-- Instructions to follow --
Could you format every line of the records below as a numbered list, skipping blank lines and leaving the pictures out?

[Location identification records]
____
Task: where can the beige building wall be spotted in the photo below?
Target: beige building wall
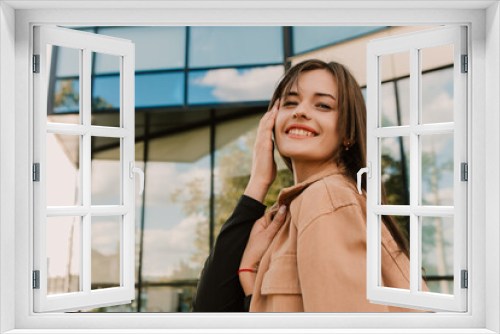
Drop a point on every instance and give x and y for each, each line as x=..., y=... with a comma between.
x=352, y=53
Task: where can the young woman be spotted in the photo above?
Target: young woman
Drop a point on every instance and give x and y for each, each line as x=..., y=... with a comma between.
x=313, y=257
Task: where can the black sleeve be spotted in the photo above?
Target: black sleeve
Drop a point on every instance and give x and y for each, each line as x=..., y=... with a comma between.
x=219, y=288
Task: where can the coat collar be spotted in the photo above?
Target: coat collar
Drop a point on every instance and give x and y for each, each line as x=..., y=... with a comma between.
x=286, y=195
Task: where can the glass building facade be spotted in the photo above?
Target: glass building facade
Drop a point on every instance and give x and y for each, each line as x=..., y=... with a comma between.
x=200, y=93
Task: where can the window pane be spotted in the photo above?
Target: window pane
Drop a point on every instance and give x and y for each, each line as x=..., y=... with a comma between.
x=67, y=63
x=395, y=162
x=105, y=94
x=105, y=256
x=63, y=254
x=177, y=211
x=63, y=69
x=403, y=91
x=106, y=176
x=393, y=112
x=62, y=170
x=155, y=47
x=437, y=253
x=229, y=46
x=393, y=258
x=175, y=298
x=105, y=64
x=437, y=169
x=309, y=38
x=233, y=85
x=105, y=89
x=159, y=89
x=437, y=89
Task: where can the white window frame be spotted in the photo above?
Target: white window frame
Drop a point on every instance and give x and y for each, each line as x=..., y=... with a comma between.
x=85, y=43
x=483, y=21
x=413, y=43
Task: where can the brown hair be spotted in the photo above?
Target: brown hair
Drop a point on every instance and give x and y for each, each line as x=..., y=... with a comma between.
x=351, y=126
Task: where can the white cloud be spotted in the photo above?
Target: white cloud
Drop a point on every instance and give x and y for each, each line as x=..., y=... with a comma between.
x=444, y=195
x=439, y=107
x=231, y=85
x=164, y=249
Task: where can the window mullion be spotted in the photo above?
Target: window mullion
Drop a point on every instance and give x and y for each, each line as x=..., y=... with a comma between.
x=86, y=169
x=414, y=168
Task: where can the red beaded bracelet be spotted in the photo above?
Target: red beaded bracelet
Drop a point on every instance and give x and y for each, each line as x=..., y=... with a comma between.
x=250, y=270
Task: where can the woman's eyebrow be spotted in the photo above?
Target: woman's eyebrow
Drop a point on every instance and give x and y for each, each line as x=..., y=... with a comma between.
x=316, y=94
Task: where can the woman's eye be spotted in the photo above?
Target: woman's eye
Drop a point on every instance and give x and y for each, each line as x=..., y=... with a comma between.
x=325, y=106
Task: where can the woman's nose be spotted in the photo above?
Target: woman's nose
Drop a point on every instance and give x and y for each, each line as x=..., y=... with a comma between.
x=300, y=112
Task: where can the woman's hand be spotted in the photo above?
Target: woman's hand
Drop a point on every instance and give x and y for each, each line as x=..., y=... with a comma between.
x=263, y=164
x=260, y=238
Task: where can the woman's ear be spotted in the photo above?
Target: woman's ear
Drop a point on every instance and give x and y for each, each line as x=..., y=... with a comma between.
x=349, y=142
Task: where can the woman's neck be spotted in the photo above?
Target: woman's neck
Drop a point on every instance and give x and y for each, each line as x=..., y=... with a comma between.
x=302, y=170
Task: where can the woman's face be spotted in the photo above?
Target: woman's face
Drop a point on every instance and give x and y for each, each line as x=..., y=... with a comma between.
x=306, y=124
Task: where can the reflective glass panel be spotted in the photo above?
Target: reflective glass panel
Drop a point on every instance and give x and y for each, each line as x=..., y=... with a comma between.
x=313, y=37
x=105, y=256
x=233, y=85
x=437, y=169
x=395, y=261
x=63, y=70
x=177, y=210
x=155, y=47
x=393, y=112
x=105, y=89
x=395, y=169
x=437, y=86
x=159, y=89
x=62, y=170
x=437, y=253
x=229, y=46
x=63, y=254
x=106, y=185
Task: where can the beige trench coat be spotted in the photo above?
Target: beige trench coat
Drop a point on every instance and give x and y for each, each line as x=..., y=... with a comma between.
x=317, y=261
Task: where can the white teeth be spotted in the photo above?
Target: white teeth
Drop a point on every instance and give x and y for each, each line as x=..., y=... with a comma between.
x=301, y=132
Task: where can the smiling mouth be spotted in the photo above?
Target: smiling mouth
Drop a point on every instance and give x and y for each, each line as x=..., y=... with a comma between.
x=296, y=133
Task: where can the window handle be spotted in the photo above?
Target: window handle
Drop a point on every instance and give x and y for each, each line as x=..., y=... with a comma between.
x=368, y=171
x=139, y=171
____
-- Written solution --
1. Task: where can the beige building wall be spotted in the photo below?
2. Target: beige building wall
3. Drop a point on every instance and give x and y for each, each line as x=..., y=... with a comma between.
4. x=352, y=53
5. Task: where can the young woman be spotted in the photo above?
6. Target: young woman
7. Drop a point on every instance and give x and y for each, each line as x=..., y=... with a comma between.
8. x=313, y=257
9. Task: where can the black sleeve be spotted in the photo above?
10. Target: black sleeve
11. Drop a point on every instance and give x and y for each, each line as x=..., y=... with a comma between.
12. x=219, y=288
13. Task: where can the coat collar be spotted in the photo above?
14. Target: coat collar
15. Drop a point on every instance and give x and y for each, each line as x=..., y=... with a comma between.
16. x=286, y=195
17. Task: where can the glass building facade be spotted in the photo above?
18. Target: glass building facade
19. Drop a point on every instance and give x and y for each, each line as x=..., y=... with a comma between.
20. x=200, y=93
21. Task: where can the window pane be spotted in the photo above?
22. Target: window pane
23. Drop a point on every instance and give x and y for each, each line as x=..., y=... with a comma between.
24. x=67, y=63
25. x=395, y=162
26. x=105, y=94
27. x=105, y=256
28. x=63, y=254
29. x=177, y=211
30. x=63, y=69
31. x=403, y=91
32. x=106, y=176
33. x=393, y=112
34. x=62, y=170
35. x=155, y=47
36. x=437, y=253
37. x=229, y=46
38. x=393, y=258
39. x=175, y=298
40. x=105, y=64
41. x=437, y=169
42. x=309, y=38
43. x=233, y=85
44. x=105, y=89
45. x=159, y=89
46. x=437, y=89
47. Task: where can the white window frame be spotted in the photo above?
48. Target: white window frame
49. Drop a point on every instance and give x and y for each, each line as x=..., y=... with a comma between.
50. x=85, y=43
51. x=483, y=21
52. x=413, y=43
53. Task: where can the brown hair be spotted in the photo above?
54. Target: brown hair
55. Drop a point on every instance and give x and y for each, each line as x=..., y=... with a comma between.
56. x=351, y=126
57. Task: where can the white cloud be spotted in the photo above?
58. Target: white cloud
59. Drop a point on every instance and give x and y for each, each line as x=..., y=... with a comma between.
60. x=444, y=195
61. x=439, y=107
62. x=231, y=85
63. x=164, y=249
64. Task: where can the window mullion be spotted in the photo above?
65. Target: window mullion
66. Drop a point on every instance and give x and y for each, each line as x=..., y=... with a comma between.
67. x=86, y=169
68. x=414, y=168
69. Task: where can the red beaded bracelet be spotted in the photo above?
70. Target: red beaded bracelet
71. Drop a point on every instance and give x and y for each, each line as x=..., y=... with a comma between.
72. x=250, y=270
73. Task: where can the woman's eyebrow be spotted in the photo above?
74. Target: woman's eyebrow
75. Drop a point on every instance and give x and y for each, each line as x=..., y=... with a comma between.
76. x=316, y=94
77. Task: where can the woman's eye be spotted in the photo above?
78. Target: woman's eye
79. Drop a point on every instance and give x and y for each, each line as x=..., y=... with a comma between.
80. x=325, y=106
81. Task: where can the woman's nose be spotted in the photo above?
82. Target: woman's nose
83. Drop a point on every instance and give x and y for each, each line as x=..., y=... with a comma between.
84. x=300, y=112
85. Task: where can the woman's hand be spotted in the photo above?
86. Target: woman's hand
87. Drop a point on every instance and give x and y for each, each line as x=..., y=... with a comma between.
88. x=263, y=164
89. x=260, y=238
90. Task: where can the woman's ear be spotted in the photo above?
91. Target: woman's ear
92. Drop a point on every instance and give x and y for each, each line as x=..., y=... with a comma between.
93. x=349, y=142
94. Task: where can the woman's neck be spotted in the photo above?
95. Target: woman's neck
96. Drop a point on every instance and give x and y for each, each line as x=..., y=... with a comma between.
97. x=302, y=170
98. Task: where can the woman's face be spotted in the photo above?
99. Target: woman's face
100. Drop a point on every instance and give x and y for each, each line as x=..., y=... with a comma between.
101. x=306, y=124
102. Task: where can the reflective glass panel be spotted in the photo above?
103. Target: reflective glass panel
104. Drop a point on every instance and give x and y for each, each line as x=..., y=... with a comma between.
105. x=313, y=37
106. x=105, y=256
107. x=233, y=85
108. x=437, y=169
109. x=395, y=261
110. x=63, y=70
111. x=177, y=210
112. x=155, y=47
113. x=393, y=112
114. x=105, y=89
115. x=395, y=169
116. x=437, y=86
117. x=159, y=89
118. x=62, y=170
119. x=437, y=253
120. x=229, y=46
121. x=63, y=254
122. x=106, y=185
123. Task: where can the beige trench coat be spotted in the photo above?
124. Target: beige trench coat
125. Drop a point on every instance and give x and y for each, each line as x=..., y=... with a comma between.
126. x=317, y=261
127. Task: where can the white teeth be spotted in the photo above?
128. Target: white teeth
129. Drop a point on every instance and give x and y for each, each line as x=..., y=... with a comma between.
130. x=301, y=132
131. Task: where can the smiling mouth be spotted in the photo above?
132. Target: smiling mouth
133. Drop a point on every instance and give x and y for each, each line as x=..., y=... with a comma between.
134. x=296, y=133
135. Task: where can the window handle be spotted in the photo above?
136. Target: window handle
137. Drop a point on every instance and give x and y for each, each line as x=..., y=... with a comma between.
138. x=368, y=171
139. x=139, y=171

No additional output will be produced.